Reproduce the part of the entries that opens with the line containing "table and put a dot on each instance?" and closes with the last line of the entries, requests included, shifting every coordinate in the answers by adding -3 to it.
◆ ◆ ◆ ◆ ◆
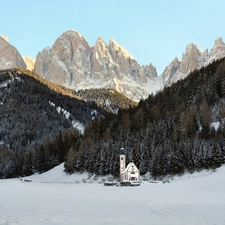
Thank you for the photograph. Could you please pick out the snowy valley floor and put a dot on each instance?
(195, 199)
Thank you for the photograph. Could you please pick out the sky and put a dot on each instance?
(152, 31)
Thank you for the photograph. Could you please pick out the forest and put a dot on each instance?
(179, 129)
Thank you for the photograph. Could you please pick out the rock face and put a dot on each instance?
(71, 62)
(29, 62)
(192, 59)
(9, 55)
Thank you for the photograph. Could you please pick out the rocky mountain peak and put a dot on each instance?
(218, 50)
(117, 50)
(219, 41)
(29, 62)
(71, 62)
(9, 55)
(4, 37)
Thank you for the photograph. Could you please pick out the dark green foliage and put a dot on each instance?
(165, 134)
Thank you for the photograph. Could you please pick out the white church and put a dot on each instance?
(129, 173)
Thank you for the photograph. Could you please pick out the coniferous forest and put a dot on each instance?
(181, 128)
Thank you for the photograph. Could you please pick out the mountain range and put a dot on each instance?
(73, 63)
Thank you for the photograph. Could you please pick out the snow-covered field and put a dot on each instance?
(195, 199)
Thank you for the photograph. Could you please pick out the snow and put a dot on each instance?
(216, 125)
(76, 124)
(192, 199)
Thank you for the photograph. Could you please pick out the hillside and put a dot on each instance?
(109, 99)
(180, 128)
(34, 111)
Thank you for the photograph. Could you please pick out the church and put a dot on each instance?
(129, 173)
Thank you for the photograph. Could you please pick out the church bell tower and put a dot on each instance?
(122, 164)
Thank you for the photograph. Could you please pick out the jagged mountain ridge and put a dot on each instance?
(71, 62)
(192, 59)
(9, 55)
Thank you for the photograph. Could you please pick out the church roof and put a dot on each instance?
(128, 166)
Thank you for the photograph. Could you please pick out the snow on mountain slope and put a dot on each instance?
(71, 62)
(9, 55)
(192, 59)
(193, 199)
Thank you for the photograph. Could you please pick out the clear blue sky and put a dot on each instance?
(153, 31)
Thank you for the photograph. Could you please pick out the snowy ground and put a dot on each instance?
(195, 199)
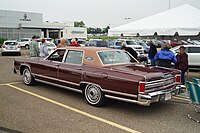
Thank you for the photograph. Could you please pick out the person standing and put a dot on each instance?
(34, 49)
(152, 52)
(130, 50)
(62, 43)
(43, 49)
(74, 43)
(182, 63)
(165, 56)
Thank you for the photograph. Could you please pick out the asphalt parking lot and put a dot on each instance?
(44, 108)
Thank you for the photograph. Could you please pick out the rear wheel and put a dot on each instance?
(94, 95)
(27, 46)
(27, 77)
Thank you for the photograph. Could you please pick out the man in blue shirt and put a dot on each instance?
(164, 57)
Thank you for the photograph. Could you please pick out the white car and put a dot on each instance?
(193, 52)
(50, 45)
(133, 44)
(10, 46)
(24, 42)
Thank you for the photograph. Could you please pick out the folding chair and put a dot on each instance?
(196, 80)
(194, 92)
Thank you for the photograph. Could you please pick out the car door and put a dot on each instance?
(193, 55)
(47, 69)
(70, 72)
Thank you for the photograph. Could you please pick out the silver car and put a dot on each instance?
(10, 47)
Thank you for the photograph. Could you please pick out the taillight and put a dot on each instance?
(142, 87)
(3, 46)
(178, 78)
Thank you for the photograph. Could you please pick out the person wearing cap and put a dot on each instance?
(165, 56)
(182, 63)
(74, 43)
(43, 49)
(34, 49)
(62, 43)
(152, 52)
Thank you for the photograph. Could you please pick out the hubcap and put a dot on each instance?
(27, 76)
(93, 94)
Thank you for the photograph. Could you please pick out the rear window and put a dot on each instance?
(102, 44)
(10, 43)
(131, 43)
(194, 50)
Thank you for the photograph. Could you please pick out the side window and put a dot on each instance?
(74, 57)
(57, 55)
(194, 50)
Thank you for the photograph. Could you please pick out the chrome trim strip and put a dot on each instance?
(160, 89)
(143, 103)
(61, 86)
(120, 93)
(159, 80)
(122, 99)
(68, 82)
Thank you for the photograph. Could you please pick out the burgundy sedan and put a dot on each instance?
(101, 73)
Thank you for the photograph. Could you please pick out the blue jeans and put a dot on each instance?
(182, 77)
(152, 62)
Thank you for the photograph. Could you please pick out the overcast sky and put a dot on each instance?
(95, 13)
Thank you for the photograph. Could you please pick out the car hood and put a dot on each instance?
(135, 46)
(148, 72)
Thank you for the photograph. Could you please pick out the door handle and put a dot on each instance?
(78, 68)
(104, 76)
(56, 65)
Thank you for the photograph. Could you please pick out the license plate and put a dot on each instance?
(168, 96)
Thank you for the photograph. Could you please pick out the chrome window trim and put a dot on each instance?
(73, 63)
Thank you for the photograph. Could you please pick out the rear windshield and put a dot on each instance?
(10, 43)
(102, 44)
(131, 43)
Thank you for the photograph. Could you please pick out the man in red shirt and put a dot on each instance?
(74, 43)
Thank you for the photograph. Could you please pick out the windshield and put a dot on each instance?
(118, 43)
(102, 44)
(131, 43)
(10, 43)
(82, 42)
(115, 57)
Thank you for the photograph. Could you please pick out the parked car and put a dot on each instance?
(144, 45)
(57, 41)
(24, 42)
(82, 42)
(97, 43)
(10, 46)
(133, 44)
(116, 44)
(179, 43)
(50, 45)
(193, 52)
(101, 73)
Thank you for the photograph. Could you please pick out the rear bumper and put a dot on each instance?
(18, 50)
(147, 99)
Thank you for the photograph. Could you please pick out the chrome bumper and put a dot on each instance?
(147, 99)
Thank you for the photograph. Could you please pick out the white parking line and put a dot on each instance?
(76, 110)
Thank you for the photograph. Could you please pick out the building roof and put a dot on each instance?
(185, 20)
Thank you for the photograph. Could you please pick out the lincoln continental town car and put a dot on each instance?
(101, 73)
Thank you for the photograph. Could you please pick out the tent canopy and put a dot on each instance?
(184, 20)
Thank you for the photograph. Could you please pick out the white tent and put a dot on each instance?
(184, 19)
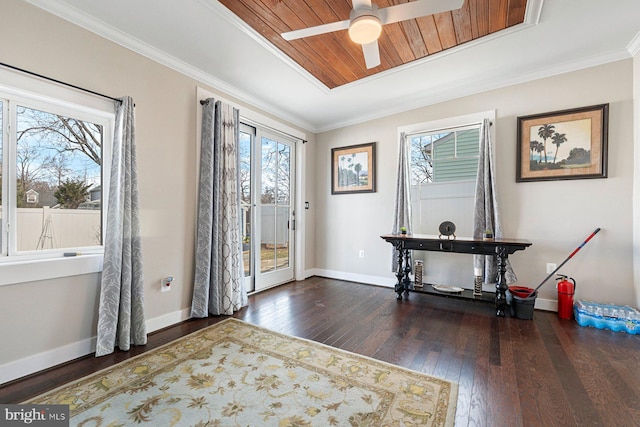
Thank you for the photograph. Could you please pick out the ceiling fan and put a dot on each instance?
(366, 20)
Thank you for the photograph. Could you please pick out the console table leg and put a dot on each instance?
(407, 270)
(400, 274)
(501, 284)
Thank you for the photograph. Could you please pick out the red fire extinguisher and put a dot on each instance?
(566, 290)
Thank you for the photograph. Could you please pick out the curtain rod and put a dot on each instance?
(58, 81)
(254, 123)
(446, 128)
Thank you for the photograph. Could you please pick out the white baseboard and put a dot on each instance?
(168, 319)
(22, 367)
(38, 362)
(388, 282)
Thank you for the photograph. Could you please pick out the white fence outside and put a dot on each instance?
(45, 228)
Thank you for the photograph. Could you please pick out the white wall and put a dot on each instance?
(636, 169)
(555, 216)
(51, 321)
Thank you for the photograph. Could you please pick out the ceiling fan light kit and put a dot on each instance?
(365, 29)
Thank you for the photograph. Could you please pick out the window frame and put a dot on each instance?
(18, 89)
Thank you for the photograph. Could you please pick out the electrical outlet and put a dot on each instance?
(165, 284)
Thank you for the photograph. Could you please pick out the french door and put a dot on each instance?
(267, 205)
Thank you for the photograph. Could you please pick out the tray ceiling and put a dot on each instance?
(335, 60)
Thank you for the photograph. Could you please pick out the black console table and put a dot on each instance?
(500, 248)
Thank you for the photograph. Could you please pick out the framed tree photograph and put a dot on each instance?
(568, 144)
(353, 169)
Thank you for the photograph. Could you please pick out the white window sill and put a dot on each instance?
(43, 269)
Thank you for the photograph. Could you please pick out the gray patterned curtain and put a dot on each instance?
(219, 278)
(402, 208)
(486, 215)
(121, 319)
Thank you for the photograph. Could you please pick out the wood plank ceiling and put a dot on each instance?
(335, 60)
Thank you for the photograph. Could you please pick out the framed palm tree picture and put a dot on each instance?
(353, 169)
(568, 144)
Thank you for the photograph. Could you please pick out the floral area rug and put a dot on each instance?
(237, 374)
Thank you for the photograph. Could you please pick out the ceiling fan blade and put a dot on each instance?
(371, 54)
(314, 31)
(416, 9)
(361, 4)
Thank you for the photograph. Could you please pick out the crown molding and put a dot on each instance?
(89, 23)
(634, 45)
(455, 91)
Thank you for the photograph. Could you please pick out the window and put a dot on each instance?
(53, 156)
(445, 155)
◆ ◆ ◆ ◆ ◆
TASK RESPONSE:
Thank you for the photograph. Could you please pick out the black console table and put a dot on each instance?
(497, 245)
Thank you for the photograph. Could you please pick out the framed tree photograph and put a dot on each instance?
(565, 141)
(350, 166)
Thank you for the photograph. Could you please pick out the white window sill and put a dot on each instance?
(40, 266)
Thank you for the photograph. Could you please pick out the gray patterned curtain and put a dot on each instance?
(216, 275)
(399, 205)
(483, 212)
(118, 316)
Thank you for the photograph. Could you please pick out the wood plank ceiling and put a dot on each instance?
(332, 57)
Thank you for the photograph. Could you please pick out the framed palm tree picture and put a dot on each instance?
(350, 166)
(565, 141)
Thank you for the photograph. Could you please pick out the floral area rug and put a dot on each instance?
(234, 371)
Thank you for the photograph. Could you please pick out the ceiling fan blade and put a dot on each instance?
(368, 51)
(311, 28)
(413, 6)
(358, 1)
Thank you for the photograph. Could you please pick out the crown molding and put a dot on each instance?
(86, 20)
(631, 42)
(452, 88)
Thank you for the photograph. Could you please pick out the window and put a dot on each instance?
(50, 153)
(442, 152)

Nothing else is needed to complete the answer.